··· Provided entries ···
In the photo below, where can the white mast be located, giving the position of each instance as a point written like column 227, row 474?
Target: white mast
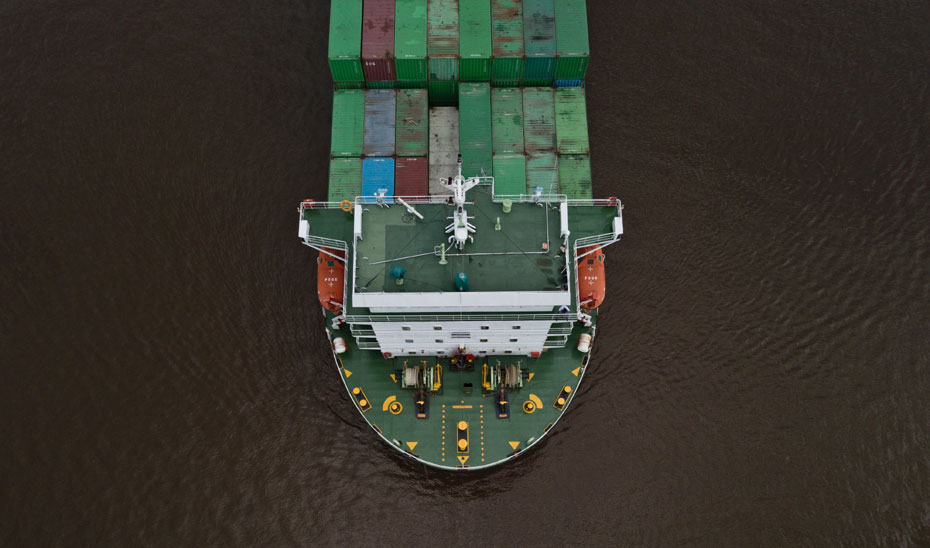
column 460, row 228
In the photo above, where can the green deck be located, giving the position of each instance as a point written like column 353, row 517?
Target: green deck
column 386, row 233
column 491, row 439
column 389, row 234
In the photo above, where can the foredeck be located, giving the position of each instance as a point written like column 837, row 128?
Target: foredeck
column 522, row 255
column 390, row 236
column 509, row 259
column 491, row 439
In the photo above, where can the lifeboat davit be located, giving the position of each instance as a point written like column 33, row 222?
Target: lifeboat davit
column 591, row 283
column 330, row 279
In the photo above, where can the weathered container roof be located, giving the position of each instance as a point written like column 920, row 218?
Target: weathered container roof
column 345, row 29
column 410, row 29
column 507, row 28
column 442, row 36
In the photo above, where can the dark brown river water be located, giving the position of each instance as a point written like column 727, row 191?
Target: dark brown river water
column 762, row 375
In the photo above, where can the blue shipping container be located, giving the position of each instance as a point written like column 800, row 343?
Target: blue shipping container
column 377, row 177
column 379, row 122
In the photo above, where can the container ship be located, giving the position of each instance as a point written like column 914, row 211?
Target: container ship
column 460, row 251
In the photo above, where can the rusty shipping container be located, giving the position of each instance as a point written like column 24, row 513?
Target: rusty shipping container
column 378, row 41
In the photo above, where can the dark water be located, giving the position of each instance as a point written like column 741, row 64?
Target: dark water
column 762, row 372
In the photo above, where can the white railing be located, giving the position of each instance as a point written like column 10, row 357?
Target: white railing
column 326, row 242
column 364, row 319
column 595, row 240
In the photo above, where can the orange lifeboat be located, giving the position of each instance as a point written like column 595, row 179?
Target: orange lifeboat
column 330, row 279
column 591, row 283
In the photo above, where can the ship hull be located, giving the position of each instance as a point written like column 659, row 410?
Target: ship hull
column 490, row 437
···
Give back, unchanged, every line from the one with "In the photo above, where can the white" to the end of the entries above.

Written solution
In the photo above, where can the white railing be located, giving the position of each instance as a point written like column 10, row 357?
Target: white railing
column 326, row 242
column 364, row 319
column 595, row 240
In the photo above, where can the orange lifeboat be located, giving the position of each instance as a point written like column 595, row 179?
Target: orange lifeboat
column 330, row 279
column 591, row 283
In the photo above, where can the ship hull be located, giving the position of each instance as a point written like column 659, row 410?
Target: ship hull
column 490, row 437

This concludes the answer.